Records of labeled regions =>
++++++

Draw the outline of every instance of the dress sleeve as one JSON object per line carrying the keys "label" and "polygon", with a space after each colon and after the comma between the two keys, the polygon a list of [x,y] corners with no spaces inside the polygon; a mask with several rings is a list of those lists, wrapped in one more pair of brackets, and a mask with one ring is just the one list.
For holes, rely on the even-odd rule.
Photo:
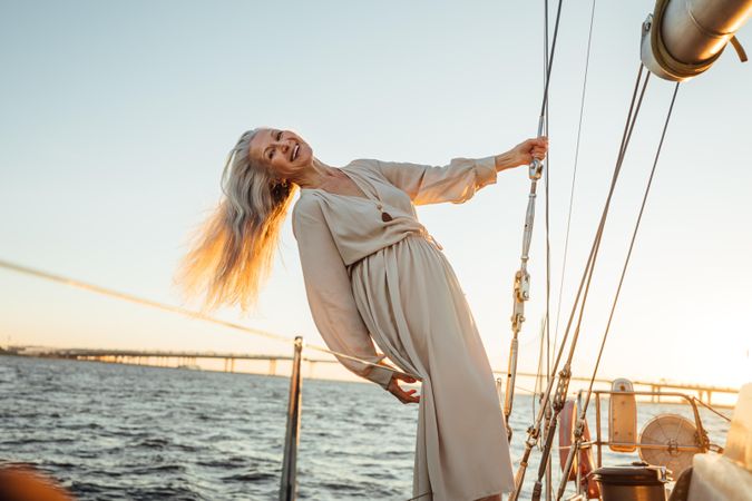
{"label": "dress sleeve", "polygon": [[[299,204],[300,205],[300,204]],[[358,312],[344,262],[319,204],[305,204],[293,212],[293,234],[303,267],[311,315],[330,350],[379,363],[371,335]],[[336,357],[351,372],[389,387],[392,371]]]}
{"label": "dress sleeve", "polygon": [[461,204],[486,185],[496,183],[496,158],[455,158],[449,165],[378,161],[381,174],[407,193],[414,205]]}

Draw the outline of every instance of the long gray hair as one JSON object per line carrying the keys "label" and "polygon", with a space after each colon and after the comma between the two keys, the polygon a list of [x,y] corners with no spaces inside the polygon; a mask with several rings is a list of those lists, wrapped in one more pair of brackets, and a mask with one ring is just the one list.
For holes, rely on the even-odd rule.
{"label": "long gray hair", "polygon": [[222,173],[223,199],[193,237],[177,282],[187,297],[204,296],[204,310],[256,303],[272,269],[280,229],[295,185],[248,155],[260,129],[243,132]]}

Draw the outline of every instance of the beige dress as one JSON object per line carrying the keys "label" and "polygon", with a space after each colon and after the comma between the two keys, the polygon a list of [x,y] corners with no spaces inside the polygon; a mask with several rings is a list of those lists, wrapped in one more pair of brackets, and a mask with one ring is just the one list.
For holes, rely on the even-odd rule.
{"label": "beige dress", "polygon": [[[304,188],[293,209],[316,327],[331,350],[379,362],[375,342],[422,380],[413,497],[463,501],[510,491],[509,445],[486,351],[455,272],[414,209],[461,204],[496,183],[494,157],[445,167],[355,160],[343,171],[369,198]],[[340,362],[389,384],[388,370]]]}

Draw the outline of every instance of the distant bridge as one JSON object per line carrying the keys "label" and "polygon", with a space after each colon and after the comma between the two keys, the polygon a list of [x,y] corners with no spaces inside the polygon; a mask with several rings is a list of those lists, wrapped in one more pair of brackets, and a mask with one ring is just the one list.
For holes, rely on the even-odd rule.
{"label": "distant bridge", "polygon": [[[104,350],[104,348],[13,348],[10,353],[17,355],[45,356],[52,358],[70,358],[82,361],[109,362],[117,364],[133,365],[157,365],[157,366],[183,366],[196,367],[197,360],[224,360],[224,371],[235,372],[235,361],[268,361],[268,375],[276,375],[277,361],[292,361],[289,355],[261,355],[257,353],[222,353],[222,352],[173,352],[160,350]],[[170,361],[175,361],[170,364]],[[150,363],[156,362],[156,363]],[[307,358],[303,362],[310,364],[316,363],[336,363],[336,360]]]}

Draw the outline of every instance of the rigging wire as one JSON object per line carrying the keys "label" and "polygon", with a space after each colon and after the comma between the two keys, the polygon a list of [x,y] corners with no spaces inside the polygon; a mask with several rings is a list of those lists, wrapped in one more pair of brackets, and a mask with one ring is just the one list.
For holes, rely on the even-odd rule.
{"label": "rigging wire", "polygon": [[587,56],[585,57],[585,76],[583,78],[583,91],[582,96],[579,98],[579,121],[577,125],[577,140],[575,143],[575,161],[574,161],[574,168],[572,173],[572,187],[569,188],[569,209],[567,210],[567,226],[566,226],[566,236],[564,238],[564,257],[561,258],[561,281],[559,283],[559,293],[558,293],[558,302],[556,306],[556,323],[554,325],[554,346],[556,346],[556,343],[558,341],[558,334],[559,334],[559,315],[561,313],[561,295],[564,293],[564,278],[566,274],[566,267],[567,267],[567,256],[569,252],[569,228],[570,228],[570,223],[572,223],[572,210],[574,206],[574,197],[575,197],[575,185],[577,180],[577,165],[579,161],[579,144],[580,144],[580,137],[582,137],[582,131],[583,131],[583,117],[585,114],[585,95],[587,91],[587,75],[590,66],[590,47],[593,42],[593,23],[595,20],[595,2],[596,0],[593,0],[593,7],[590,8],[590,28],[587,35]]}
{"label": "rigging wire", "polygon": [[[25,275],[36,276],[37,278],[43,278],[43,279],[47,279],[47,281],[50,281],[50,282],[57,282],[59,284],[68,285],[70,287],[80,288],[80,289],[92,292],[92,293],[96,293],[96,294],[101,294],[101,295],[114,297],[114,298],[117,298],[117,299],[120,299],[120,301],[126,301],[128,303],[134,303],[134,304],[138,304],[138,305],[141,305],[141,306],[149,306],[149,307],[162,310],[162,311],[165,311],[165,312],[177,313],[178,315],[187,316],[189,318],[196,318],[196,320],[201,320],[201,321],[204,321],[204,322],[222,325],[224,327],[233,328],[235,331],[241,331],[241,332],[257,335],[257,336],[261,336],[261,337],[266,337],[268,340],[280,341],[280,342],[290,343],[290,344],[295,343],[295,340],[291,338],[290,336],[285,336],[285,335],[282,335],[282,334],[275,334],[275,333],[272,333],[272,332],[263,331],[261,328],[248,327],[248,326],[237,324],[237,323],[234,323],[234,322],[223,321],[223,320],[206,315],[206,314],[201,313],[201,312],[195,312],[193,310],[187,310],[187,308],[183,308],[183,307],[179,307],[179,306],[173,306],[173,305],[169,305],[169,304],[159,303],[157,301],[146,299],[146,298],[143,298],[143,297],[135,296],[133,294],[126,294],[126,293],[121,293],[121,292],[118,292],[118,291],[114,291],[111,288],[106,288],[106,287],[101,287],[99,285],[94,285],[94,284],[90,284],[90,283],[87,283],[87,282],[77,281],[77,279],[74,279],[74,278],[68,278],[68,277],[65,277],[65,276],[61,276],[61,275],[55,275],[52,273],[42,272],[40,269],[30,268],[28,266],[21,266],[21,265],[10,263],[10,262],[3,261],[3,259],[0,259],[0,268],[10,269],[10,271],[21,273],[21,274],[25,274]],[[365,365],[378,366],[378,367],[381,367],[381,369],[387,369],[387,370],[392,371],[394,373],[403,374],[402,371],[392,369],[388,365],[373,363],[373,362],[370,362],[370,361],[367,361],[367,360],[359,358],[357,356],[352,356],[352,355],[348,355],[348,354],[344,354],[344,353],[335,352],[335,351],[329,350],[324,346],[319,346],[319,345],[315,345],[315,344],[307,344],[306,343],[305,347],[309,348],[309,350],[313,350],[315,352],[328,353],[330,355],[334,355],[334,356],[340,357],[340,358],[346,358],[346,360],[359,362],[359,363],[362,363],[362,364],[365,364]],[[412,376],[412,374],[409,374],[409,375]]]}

++++++

Stated goal => Extract every line of the records above that contains the string "hair", reproducing each such line in full.

The result =>
Draw the outline of every instance of the long gray hair as one JSON object per line carrying the keys "label" and "polygon", with a space after each colon and after the comma between the two keys, the polygon a list of [x,y] corners with no spaces inside the polygon; a mask with several rings is a list of those lists, wrapped in one more pair of brackets, and a mask with one ring is just the one list.
{"label": "long gray hair", "polygon": [[222,173],[223,199],[193,237],[177,282],[187,297],[204,296],[204,310],[256,303],[272,269],[280,229],[295,185],[248,155],[260,129],[243,132]]}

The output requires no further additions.